Stored items from a collection:
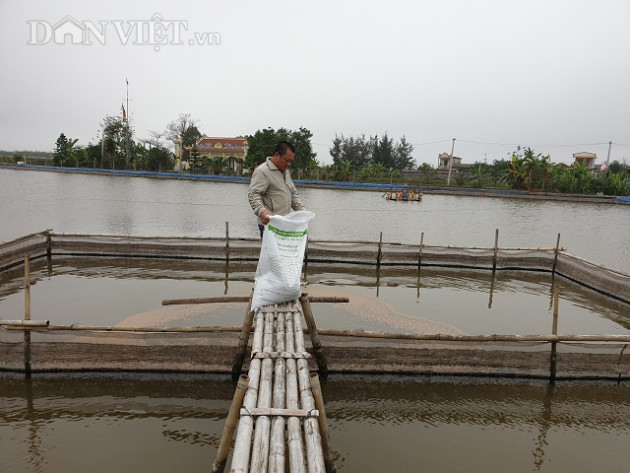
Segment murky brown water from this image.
[0,374,630,473]
[0,169,630,473]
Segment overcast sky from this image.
[0,0,630,166]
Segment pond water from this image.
[0,374,630,473]
[0,168,630,473]
[0,167,630,273]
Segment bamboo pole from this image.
[310,373,337,473]
[225,222,230,261]
[6,320,630,342]
[24,255,31,378]
[230,311,264,473]
[0,320,50,330]
[269,312,286,473]
[162,296,350,305]
[24,255,31,320]
[212,375,249,473]
[285,312,306,473]
[492,228,499,271]
[293,304,326,473]
[232,292,254,381]
[549,283,560,384]
[418,232,424,269]
[488,270,497,309]
[551,233,560,275]
[39,320,243,333]
[319,329,630,343]
[44,230,52,263]
[300,294,328,378]
[250,312,274,473]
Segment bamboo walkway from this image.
[212,295,336,473]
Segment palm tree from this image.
[506,154,527,189]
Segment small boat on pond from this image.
[383,189,424,202]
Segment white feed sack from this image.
[252,210,315,310]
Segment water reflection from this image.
[0,374,630,473]
[0,169,630,273]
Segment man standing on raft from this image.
[247,141,305,237]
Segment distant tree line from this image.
[40,114,630,195]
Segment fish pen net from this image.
[0,326,630,380]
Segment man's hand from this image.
[260,210,272,225]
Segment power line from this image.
[457,139,618,148]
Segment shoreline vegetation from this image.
[0,163,630,205]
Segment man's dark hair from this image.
[273,141,295,156]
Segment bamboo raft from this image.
[212,295,336,473]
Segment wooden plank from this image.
[241,407,319,417]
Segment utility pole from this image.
[606,141,612,169]
[125,79,131,169]
[446,138,455,186]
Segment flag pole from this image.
[125,78,131,168]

_WHAT IS ASKED:_ Starting at the line that contains "Segment distant tree line from this image." and continuing through the last line of the data above, rewrite those lines with the requests unchanged, adjusting every bounding box coordinate in the answers by -83.

_EXERCISE OUTPUT:_
Segment distant tree line from this image.
[-43,31,547,112]
Segment fish pen net from this image.
[-83,243,547,297]
Segment man's hand from this image.
[177,127,189,142]
Segment power line from this image.
[374,56,535,65]
Segment shoreline vegetation from this image.
[-83,80,547,122]
Segment man's dark hair from this image.
[190,58,212,73]
Segment bamboo raft from this image.
[129,212,253,390]
Segment wooden plank from this image.
[158,324,236,334]
Segment utility pole from this image.
[523,58,529,86]
[42,-4,48,86]
[363,55,372,103]
Segment flag pole from this image.
[42,-5,48,85]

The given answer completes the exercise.